(Stored items)
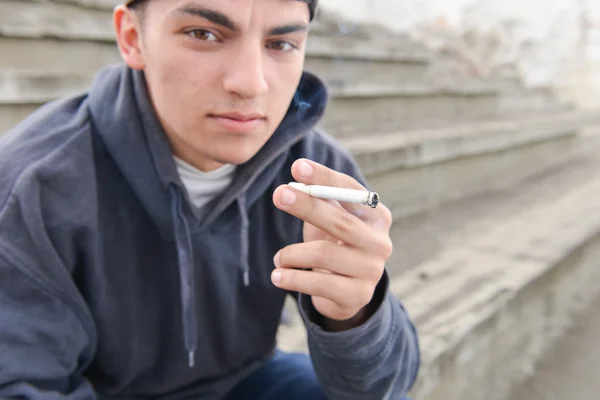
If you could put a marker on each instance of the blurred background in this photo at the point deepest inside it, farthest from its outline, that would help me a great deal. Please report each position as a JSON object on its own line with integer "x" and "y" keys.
{"x": 477, "y": 121}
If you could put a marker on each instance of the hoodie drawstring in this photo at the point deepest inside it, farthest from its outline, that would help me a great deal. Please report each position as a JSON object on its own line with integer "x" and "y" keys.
{"x": 185, "y": 257}
{"x": 244, "y": 246}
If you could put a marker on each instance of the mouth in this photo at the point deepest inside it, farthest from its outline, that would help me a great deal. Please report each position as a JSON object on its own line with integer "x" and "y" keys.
{"x": 238, "y": 122}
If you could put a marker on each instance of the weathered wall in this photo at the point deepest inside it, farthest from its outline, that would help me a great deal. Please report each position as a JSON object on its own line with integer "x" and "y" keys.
{"x": 545, "y": 43}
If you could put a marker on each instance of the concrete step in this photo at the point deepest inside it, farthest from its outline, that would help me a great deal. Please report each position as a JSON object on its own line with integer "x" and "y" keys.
{"x": 356, "y": 108}
{"x": 417, "y": 171}
{"x": 489, "y": 304}
{"x": 570, "y": 369}
{"x": 32, "y": 19}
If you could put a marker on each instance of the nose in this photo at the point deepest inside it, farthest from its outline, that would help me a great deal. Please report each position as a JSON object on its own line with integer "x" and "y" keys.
{"x": 245, "y": 76}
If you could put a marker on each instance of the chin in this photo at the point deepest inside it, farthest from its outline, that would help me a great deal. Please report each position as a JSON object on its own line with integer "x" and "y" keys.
{"x": 237, "y": 158}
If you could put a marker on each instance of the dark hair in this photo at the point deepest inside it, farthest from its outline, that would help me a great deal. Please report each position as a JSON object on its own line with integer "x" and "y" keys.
{"x": 138, "y": 5}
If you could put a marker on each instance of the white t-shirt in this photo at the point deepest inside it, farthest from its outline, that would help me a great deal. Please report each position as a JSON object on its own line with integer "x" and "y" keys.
{"x": 201, "y": 186}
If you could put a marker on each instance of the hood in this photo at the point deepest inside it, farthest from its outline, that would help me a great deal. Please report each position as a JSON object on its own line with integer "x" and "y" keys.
{"x": 124, "y": 119}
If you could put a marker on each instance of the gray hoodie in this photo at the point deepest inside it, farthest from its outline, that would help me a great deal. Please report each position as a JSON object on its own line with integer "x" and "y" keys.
{"x": 112, "y": 288}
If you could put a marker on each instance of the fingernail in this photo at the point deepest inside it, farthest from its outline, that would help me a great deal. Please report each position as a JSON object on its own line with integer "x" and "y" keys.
{"x": 288, "y": 197}
{"x": 276, "y": 277}
{"x": 276, "y": 259}
{"x": 305, "y": 169}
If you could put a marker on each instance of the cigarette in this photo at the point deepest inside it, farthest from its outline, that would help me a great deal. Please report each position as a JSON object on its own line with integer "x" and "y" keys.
{"x": 365, "y": 197}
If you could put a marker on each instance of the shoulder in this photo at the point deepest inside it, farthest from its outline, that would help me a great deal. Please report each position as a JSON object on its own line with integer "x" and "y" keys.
{"x": 50, "y": 146}
{"x": 323, "y": 148}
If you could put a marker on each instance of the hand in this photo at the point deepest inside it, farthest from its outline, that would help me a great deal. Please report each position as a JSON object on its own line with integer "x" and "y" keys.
{"x": 345, "y": 246}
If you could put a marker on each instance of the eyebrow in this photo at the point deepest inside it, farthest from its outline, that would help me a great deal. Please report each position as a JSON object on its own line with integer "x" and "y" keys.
{"x": 223, "y": 20}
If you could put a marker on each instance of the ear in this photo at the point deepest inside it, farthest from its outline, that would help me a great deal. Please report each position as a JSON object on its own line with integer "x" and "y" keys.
{"x": 128, "y": 31}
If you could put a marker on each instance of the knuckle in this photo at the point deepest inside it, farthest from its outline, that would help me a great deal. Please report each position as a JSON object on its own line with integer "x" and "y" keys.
{"x": 320, "y": 253}
{"x": 387, "y": 216}
{"x": 284, "y": 255}
{"x": 345, "y": 222}
{"x": 385, "y": 247}
{"x": 365, "y": 294}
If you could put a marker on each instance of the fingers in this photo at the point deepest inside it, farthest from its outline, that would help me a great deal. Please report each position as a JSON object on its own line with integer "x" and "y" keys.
{"x": 321, "y": 254}
{"x": 329, "y": 218}
{"x": 312, "y": 173}
{"x": 346, "y": 293}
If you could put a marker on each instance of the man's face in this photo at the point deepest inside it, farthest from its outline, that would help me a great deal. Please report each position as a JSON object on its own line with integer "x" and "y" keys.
{"x": 221, "y": 73}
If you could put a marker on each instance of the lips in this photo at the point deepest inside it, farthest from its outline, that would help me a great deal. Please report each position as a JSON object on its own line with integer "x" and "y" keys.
{"x": 239, "y": 116}
{"x": 238, "y": 122}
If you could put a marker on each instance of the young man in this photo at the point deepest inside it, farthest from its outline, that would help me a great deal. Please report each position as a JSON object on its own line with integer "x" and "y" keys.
{"x": 148, "y": 237}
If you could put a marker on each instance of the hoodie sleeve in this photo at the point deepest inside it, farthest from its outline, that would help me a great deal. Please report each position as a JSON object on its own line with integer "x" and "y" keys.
{"x": 41, "y": 339}
{"x": 46, "y": 336}
{"x": 376, "y": 360}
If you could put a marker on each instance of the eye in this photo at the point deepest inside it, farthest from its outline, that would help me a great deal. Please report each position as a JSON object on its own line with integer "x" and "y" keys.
{"x": 204, "y": 35}
{"x": 282, "y": 45}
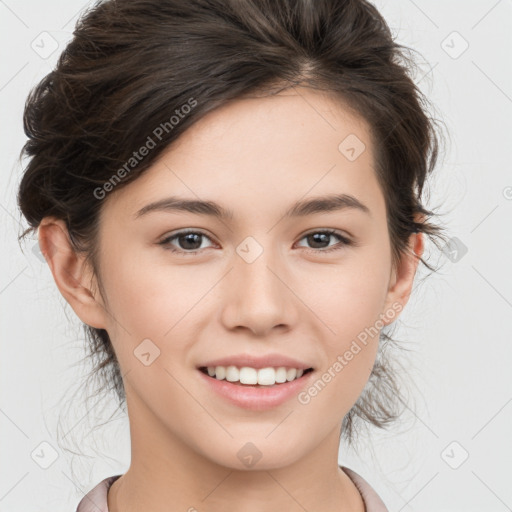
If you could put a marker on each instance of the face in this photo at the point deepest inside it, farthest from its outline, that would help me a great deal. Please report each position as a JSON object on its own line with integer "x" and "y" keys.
{"x": 190, "y": 289}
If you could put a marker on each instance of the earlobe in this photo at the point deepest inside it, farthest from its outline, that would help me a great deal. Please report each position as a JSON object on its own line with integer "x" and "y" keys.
{"x": 71, "y": 276}
{"x": 402, "y": 278}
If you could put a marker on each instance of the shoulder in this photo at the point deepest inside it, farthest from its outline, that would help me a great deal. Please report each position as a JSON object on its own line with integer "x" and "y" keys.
{"x": 96, "y": 499}
{"x": 372, "y": 500}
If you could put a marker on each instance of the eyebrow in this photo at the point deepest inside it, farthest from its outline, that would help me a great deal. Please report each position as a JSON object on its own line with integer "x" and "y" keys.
{"x": 322, "y": 204}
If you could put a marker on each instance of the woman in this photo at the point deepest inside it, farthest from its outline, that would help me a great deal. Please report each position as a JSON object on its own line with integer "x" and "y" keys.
{"x": 228, "y": 194}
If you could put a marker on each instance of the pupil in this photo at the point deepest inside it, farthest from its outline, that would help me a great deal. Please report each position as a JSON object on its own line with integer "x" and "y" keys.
{"x": 190, "y": 238}
{"x": 317, "y": 236}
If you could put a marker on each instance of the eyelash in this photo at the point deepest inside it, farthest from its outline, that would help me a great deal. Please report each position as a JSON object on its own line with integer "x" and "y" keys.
{"x": 344, "y": 242}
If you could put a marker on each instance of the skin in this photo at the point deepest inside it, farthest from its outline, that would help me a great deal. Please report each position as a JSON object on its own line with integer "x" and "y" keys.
{"x": 255, "y": 156}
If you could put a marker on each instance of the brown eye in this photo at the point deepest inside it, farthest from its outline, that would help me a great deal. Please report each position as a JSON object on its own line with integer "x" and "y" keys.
{"x": 189, "y": 242}
{"x": 319, "y": 240}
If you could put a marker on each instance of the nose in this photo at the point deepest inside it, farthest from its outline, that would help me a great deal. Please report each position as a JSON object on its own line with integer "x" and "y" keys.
{"x": 258, "y": 297}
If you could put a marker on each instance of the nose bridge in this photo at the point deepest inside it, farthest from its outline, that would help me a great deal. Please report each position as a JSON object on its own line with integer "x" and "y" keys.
{"x": 258, "y": 298}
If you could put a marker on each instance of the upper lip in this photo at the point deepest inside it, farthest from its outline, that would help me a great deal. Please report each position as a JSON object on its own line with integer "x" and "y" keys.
{"x": 253, "y": 361}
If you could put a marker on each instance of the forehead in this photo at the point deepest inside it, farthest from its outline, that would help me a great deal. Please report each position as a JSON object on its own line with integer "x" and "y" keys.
{"x": 256, "y": 151}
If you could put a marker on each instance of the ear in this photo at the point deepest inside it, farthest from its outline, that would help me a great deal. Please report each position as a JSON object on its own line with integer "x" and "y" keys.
{"x": 402, "y": 277}
{"x": 74, "y": 279}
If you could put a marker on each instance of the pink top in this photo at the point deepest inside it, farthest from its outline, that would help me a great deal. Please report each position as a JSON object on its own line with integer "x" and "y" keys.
{"x": 96, "y": 499}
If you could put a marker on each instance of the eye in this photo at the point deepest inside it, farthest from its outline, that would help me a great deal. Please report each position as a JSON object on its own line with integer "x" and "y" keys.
{"x": 189, "y": 242}
{"x": 321, "y": 237}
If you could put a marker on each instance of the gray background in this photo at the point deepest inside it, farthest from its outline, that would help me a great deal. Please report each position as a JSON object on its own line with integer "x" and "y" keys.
{"x": 452, "y": 449}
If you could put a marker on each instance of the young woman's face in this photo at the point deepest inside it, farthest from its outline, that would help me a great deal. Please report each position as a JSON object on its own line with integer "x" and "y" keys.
{"x": 265, "y": 282}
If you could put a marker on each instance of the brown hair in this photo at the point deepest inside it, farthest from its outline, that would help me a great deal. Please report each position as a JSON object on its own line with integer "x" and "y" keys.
{"x": 133, "y": 65}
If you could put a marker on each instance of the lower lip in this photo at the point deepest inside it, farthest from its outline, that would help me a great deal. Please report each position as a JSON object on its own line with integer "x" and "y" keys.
{"x": 257, "y": 398}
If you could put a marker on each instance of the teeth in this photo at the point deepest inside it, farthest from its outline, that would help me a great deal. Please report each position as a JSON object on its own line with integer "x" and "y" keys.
{"x": 246, "y": 375}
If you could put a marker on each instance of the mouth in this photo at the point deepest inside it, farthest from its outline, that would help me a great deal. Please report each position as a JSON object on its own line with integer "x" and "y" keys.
{"x": 254, "y": 378}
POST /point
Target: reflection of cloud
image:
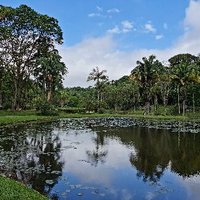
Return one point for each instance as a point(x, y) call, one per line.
point(126, 195)
point(149, 27)
point(150, 195)
point(192, 186)
point(75, 160)
point(103, 52)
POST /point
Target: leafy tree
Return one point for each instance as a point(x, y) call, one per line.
point(49, 73)
point(182, 73)
point(146, 74)
point(25, 36)
point(101, 79)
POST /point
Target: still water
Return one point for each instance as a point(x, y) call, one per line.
point(107, 159)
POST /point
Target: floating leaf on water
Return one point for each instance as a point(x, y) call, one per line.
point(49, 182)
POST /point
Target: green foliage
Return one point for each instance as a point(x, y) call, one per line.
point(47, 109)
point(26, 37)
point(11, 190)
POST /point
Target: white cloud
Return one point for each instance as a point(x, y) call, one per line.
point(100, 9)
point(159, 37)
point(113, 10)
point(150, 28)
point(102, 52)
point(165, 26)
point(97, 13)
point(94, 15)
point(114, 30)
point(127, 26)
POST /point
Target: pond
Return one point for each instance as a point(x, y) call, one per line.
point(108, 158)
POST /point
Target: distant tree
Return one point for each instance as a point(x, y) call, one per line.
point(49, 73)
point(25, 36)
point(100, 78)
point(183, 72)
point(146, 74)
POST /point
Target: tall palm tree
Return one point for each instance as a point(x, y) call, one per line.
point(100, 78)
point(146, 74)
point(183, 72)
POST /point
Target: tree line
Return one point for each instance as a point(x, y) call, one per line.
point(30, 65)
point(150, 86)
point(31, 73)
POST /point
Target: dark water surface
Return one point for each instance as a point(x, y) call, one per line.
point(89, 159)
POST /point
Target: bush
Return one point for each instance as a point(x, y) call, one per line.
point(168, 110)
point(47, 109)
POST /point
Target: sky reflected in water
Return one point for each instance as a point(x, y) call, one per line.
point(70, 160)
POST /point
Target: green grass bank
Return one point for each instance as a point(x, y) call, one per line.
point(12, 190)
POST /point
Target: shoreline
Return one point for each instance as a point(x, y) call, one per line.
point(22, 118)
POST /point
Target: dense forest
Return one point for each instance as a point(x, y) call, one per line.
point(31, 74)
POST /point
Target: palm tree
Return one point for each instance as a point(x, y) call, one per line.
point(101, 79)
point(183, 72)
point(146, 74)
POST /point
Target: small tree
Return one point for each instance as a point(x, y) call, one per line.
point(101, 79)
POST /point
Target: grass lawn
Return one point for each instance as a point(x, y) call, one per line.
point(21, 117)
point(12, 190)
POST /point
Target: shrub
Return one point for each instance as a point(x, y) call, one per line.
point(47, 109)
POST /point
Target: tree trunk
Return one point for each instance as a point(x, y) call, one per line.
point(98, 100)
point(49, 96)
point(193, 103)
point(1, 99)
point(179, 106)
point(184, 106)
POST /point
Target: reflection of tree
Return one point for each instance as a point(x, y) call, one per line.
point(99, 154)
point(155, 149)
point(32, 156)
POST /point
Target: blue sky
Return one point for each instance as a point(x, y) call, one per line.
point(124, 28)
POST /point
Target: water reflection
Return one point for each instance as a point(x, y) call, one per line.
point(98, 155)
point(71, 160)
point(31, 156)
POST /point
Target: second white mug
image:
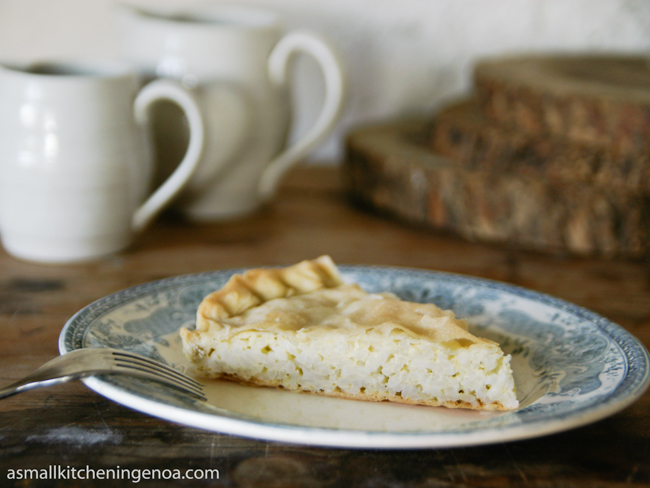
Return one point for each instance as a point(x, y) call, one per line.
point(236, 60)
point(75, 163)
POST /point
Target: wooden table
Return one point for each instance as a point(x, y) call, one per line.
point(69, 425)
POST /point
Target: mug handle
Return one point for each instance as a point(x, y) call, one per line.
point(168, 90)
point(309, 43)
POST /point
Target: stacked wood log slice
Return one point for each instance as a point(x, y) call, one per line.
point(550, 153)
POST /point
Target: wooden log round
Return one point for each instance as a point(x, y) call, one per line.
point(463, 133)
point(598, 99)
point(389, 169)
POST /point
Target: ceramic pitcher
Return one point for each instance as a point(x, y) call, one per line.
point(236, 60)
point(75, 163)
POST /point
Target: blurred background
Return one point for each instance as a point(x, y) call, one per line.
point(401, 56)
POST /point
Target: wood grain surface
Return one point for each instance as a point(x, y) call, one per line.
point(598, 99)
point(522, 202)
point(70, 425)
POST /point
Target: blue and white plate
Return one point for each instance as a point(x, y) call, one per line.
point(571, 366)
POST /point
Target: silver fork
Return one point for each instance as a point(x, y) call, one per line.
point(93, 361)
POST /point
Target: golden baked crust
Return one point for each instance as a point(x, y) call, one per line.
point(303, 328)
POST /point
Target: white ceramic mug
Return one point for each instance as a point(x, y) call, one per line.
point(236, 60)
point(75, 164)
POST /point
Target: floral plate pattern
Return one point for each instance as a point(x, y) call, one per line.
point(571, 366)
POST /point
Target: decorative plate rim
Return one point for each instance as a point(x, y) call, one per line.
point(632, 386)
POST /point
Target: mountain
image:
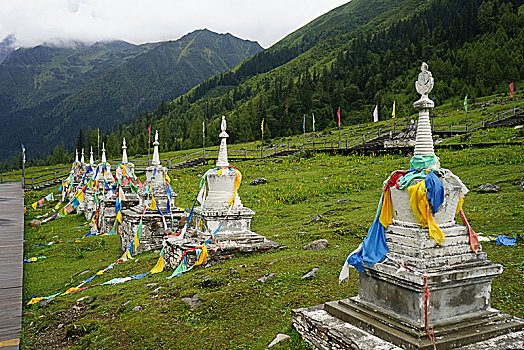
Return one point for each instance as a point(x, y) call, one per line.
point(49, 93)
point(360, 54)
point(7, 45)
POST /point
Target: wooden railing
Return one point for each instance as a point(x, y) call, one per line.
point(37, 182)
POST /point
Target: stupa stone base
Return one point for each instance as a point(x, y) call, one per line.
point(353, 324)
point(153, 227)
point(224, 246)
point(107, 215)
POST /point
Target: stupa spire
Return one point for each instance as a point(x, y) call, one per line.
point(222, 153)
point(156, 158)
point(124, 151)
point(104, 159)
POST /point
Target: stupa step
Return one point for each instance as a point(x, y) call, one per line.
point(421, 264)
point(426, 243)
point(420, 233)
point(430, 253)
point(450, 334)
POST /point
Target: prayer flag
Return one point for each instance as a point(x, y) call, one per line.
point(202, 195)
point(393, 113)
point(159, 267)
point(153, 203)
point(304, 123)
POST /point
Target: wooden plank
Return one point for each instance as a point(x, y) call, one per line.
point(11, 263)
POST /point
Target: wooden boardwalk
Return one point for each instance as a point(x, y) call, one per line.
point(11, 265)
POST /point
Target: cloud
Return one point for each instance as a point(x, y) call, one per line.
point(55, 21)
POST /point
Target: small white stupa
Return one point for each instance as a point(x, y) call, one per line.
point(221, 217)
point(156, 208)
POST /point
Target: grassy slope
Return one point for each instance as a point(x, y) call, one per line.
point(237, 311)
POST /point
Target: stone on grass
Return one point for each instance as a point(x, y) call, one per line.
point(258, 181)
point(488, 188)
point(35, 223)
point(317, 217)
point(310, 274)
point(320, 244)
point(280, 337)
point(193, 302)
point(265, 278)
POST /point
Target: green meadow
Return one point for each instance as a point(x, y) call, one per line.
point(237, 311)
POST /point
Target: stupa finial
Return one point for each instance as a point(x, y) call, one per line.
point(156, 158)
point(424, 140)
point(104, 159)
point(222, 153)
point(124, 151)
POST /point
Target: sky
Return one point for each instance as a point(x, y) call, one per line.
point(55, 21)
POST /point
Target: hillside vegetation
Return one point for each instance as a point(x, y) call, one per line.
point(358, 55)
point(48, 94)
point(238, 311)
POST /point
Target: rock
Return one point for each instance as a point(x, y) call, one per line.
point(35, 223)
point(317, 217)
point(45, 302)
point(258, 181)
point(280, 337)
point(265, 278)
point(193, 302)
point(320, 244)
point(311, 274)
point(488, 188)
point(86, 300)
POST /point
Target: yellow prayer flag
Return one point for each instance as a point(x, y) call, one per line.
point(153, 203)
point(393, 113)
point(202, 258)
point(159, 267)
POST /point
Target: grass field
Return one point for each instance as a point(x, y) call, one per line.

■ **Work required**
Work out how many lines in the data above hold the word "cloud". Reply with nothing but the count.

■ **Answer for the task**
3